(Data extract Opens)

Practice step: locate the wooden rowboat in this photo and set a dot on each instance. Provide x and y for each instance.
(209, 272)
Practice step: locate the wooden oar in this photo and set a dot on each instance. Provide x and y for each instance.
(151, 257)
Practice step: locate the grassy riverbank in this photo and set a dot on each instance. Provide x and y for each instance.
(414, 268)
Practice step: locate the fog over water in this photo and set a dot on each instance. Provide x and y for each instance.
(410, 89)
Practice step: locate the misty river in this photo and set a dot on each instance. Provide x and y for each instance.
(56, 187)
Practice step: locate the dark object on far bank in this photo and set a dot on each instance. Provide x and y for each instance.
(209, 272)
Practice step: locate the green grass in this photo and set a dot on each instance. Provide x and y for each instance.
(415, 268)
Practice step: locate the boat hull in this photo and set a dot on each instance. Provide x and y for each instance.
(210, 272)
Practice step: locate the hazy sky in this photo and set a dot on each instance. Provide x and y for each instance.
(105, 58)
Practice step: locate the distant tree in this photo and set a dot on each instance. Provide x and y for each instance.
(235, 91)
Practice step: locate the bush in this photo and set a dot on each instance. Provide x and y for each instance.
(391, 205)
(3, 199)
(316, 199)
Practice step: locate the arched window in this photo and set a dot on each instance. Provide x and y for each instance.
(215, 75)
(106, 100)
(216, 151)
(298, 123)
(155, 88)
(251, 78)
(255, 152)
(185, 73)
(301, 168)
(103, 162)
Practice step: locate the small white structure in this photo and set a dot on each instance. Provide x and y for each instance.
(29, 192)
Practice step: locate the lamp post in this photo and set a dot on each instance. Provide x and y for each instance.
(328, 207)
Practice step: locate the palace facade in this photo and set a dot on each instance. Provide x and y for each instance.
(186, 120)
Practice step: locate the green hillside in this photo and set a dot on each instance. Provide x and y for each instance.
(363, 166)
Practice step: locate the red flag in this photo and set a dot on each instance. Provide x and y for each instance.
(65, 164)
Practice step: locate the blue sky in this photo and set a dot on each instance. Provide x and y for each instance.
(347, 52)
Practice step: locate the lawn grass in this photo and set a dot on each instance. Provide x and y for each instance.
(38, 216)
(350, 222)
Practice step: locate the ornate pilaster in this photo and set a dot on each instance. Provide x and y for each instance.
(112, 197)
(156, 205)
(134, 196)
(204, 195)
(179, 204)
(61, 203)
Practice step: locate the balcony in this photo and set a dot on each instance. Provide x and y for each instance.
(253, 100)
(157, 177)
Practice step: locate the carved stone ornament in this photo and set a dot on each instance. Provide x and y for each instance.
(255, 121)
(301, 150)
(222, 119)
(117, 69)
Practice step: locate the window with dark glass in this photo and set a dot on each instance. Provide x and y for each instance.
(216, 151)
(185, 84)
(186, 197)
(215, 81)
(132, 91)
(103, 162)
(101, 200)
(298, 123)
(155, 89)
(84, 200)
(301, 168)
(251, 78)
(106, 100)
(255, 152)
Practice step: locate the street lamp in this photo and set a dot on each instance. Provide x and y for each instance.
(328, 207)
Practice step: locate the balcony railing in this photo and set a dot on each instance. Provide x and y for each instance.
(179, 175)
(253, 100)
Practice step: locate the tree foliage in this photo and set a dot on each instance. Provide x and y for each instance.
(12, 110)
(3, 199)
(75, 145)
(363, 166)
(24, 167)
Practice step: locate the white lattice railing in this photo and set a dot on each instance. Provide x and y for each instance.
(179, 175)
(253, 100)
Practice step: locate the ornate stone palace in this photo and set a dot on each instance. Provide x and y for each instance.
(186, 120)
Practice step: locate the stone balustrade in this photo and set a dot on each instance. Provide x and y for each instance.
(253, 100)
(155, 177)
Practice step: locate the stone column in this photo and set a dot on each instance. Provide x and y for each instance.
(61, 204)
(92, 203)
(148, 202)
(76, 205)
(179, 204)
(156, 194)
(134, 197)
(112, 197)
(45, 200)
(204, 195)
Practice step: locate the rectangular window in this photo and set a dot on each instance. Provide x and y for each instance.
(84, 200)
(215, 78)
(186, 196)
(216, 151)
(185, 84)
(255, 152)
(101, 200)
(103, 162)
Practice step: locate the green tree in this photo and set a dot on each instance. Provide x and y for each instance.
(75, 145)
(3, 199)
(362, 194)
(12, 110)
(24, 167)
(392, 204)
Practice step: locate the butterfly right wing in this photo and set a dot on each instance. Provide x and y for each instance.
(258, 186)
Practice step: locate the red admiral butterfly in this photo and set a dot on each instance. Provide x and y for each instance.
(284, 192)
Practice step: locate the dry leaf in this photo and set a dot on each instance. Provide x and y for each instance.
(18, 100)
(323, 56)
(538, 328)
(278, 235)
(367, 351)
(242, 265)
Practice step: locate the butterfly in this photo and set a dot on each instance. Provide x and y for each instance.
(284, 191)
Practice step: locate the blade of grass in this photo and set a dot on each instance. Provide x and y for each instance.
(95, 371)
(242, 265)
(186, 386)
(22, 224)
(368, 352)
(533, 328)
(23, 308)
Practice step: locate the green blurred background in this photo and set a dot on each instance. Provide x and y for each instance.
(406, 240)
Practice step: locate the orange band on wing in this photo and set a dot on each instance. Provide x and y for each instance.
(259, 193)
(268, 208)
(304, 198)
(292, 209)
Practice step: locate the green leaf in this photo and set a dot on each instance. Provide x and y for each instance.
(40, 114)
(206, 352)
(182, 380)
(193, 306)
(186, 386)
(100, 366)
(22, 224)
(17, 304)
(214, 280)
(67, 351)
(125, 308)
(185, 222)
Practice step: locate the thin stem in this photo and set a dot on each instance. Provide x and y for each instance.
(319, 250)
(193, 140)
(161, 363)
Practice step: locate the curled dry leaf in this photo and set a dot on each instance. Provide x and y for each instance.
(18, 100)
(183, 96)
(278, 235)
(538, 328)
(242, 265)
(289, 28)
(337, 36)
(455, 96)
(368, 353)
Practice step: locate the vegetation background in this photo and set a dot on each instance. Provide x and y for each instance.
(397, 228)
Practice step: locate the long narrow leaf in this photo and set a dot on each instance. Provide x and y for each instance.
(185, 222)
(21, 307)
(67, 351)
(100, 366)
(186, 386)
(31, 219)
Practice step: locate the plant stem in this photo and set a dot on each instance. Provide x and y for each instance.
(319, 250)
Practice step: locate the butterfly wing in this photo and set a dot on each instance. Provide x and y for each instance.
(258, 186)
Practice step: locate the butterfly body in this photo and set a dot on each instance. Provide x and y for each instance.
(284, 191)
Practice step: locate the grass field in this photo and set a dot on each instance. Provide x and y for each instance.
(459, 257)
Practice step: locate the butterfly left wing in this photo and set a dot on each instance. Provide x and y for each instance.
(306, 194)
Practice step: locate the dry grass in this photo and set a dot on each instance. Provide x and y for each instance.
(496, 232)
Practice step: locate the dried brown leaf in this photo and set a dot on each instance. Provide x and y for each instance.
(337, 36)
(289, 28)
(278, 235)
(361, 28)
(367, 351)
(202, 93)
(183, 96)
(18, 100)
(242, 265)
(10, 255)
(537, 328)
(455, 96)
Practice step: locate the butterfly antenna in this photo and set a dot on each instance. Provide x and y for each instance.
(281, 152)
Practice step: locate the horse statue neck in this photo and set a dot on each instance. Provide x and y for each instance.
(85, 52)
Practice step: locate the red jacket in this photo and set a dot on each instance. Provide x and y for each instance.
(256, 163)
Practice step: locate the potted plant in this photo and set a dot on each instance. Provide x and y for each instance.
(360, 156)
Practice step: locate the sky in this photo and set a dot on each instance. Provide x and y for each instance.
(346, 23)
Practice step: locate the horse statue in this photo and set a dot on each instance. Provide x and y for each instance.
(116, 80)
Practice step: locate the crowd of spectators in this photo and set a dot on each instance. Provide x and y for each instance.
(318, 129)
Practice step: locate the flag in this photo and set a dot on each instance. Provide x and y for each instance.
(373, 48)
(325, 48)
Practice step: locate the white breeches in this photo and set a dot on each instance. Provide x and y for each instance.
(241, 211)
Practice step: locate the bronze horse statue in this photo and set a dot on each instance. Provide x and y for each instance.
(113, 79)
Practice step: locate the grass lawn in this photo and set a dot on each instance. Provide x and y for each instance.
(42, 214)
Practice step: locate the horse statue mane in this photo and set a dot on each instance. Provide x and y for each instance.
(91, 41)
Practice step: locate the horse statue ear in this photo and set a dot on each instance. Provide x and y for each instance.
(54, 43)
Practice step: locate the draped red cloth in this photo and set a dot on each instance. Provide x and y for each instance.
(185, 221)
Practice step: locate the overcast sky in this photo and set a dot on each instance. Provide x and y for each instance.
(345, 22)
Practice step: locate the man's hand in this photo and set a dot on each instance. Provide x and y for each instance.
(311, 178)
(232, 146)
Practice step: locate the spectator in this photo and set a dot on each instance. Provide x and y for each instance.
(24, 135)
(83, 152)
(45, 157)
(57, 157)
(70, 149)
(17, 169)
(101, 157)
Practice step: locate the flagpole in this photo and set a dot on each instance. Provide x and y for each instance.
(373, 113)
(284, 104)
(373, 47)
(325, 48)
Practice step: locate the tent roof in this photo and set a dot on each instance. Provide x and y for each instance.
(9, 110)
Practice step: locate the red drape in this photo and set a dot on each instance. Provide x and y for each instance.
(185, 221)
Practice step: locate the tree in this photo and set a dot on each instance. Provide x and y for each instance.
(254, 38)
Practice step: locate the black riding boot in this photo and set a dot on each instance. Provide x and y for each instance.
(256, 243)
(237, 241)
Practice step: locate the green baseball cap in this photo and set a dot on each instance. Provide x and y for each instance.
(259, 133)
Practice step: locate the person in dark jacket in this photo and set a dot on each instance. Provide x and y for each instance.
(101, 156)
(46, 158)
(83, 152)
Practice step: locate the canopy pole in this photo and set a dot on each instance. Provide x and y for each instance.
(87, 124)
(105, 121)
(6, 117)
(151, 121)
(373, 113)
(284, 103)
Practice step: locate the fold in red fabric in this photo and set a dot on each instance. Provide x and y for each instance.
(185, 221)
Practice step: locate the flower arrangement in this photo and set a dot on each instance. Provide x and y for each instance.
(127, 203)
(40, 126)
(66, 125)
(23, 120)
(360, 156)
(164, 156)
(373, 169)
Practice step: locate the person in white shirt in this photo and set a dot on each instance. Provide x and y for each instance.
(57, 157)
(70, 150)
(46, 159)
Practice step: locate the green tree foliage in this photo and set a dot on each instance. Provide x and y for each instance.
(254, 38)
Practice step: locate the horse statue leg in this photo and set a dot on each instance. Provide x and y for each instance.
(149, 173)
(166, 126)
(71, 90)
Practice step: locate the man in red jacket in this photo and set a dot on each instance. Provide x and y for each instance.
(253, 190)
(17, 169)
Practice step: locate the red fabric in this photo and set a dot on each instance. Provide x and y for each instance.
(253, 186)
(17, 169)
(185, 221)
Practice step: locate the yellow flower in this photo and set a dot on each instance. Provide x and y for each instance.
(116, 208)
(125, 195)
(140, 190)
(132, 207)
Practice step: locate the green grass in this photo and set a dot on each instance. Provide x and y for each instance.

(Data extract Closes)

## Your objective
Give back exactly the lines running from the line that has "Practice step: locate the yellow" to the end of the entries above.

## Response for this exercise
Practice step: locate the yellow flower in this photo and set a dot on each instance. Provide x and y for each instance.
(116, 208)
(125, 195)
(140, 190)
(132, 207)
Practice step: locate the green grass in this photo and set a dot on each instance. Provide x and y for each instance.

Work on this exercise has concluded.